Exercise directions:
Report, word for word, every line of the data below that contains the word "purple".
--
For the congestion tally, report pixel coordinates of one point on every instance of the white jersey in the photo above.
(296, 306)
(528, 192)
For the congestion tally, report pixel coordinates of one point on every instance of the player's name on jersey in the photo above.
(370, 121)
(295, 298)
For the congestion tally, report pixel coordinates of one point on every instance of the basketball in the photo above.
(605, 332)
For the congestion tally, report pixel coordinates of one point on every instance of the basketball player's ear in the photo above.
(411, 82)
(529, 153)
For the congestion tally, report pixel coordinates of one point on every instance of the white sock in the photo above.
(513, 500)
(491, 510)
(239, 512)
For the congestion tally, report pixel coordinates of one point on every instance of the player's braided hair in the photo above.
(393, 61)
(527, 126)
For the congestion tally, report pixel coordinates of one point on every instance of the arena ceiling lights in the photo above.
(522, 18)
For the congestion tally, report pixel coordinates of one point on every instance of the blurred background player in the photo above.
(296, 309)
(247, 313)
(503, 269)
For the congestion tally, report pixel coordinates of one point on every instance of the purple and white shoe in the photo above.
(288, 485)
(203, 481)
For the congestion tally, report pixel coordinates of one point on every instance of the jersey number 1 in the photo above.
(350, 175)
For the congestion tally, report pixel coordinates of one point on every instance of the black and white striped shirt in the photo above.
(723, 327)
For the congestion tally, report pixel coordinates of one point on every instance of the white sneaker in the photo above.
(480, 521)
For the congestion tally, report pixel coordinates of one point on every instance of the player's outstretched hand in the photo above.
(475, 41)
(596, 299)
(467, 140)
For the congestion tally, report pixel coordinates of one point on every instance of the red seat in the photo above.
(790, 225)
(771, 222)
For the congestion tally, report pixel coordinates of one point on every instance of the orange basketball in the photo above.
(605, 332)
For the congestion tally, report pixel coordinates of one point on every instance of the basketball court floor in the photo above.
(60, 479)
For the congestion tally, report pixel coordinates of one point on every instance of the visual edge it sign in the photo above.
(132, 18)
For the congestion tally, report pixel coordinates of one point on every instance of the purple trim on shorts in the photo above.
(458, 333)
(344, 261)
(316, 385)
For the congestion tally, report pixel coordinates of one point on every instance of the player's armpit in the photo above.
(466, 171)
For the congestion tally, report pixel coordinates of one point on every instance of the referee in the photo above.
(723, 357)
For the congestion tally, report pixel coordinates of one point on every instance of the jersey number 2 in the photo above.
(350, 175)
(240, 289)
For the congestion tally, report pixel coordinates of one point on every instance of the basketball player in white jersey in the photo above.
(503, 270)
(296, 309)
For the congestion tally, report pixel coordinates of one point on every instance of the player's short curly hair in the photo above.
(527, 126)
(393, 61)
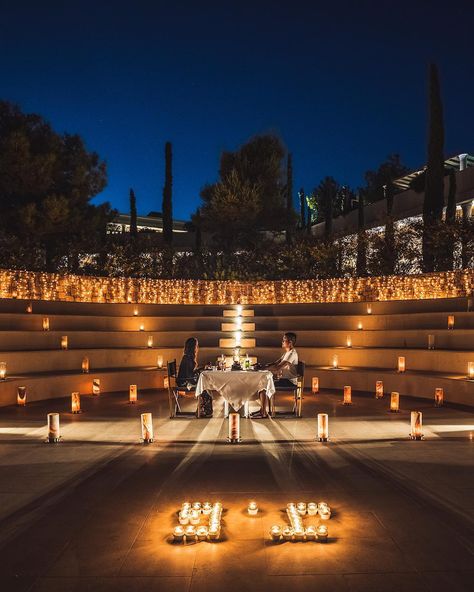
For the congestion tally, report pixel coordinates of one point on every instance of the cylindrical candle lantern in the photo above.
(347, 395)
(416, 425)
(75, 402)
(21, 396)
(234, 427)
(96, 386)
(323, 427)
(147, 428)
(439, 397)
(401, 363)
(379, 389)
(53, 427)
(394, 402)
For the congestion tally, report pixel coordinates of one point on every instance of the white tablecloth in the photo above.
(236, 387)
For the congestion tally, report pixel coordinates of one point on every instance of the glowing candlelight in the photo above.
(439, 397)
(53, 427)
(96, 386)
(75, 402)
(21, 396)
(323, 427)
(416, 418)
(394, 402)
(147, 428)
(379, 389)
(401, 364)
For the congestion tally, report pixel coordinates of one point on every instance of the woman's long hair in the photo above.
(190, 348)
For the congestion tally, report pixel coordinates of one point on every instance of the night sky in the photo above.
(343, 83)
--
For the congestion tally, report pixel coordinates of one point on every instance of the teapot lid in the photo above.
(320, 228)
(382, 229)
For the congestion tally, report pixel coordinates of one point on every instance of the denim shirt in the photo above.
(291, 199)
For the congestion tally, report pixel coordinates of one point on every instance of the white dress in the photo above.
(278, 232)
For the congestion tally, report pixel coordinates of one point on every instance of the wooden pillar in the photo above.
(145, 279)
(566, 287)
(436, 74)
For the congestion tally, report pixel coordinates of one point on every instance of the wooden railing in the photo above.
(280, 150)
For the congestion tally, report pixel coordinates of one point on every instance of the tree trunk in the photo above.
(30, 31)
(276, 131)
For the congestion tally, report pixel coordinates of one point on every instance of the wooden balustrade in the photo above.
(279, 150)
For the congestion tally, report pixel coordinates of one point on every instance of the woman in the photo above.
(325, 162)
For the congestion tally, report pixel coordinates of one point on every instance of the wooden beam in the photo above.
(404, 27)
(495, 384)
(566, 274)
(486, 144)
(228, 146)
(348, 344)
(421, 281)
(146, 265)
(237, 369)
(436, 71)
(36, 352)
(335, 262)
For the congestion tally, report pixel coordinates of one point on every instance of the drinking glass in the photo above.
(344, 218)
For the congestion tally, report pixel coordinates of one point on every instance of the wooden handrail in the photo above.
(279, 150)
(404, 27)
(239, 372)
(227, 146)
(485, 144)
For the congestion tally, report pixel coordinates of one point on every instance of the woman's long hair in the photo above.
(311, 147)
--
Correct result:
For the congestion tally, report pixel coordinates of one point on every instance of the purple and white shoe in the photo above.
For the congestion tally, report pixel coordinates of one point on every instance of the purple trim on shorts in the photo above.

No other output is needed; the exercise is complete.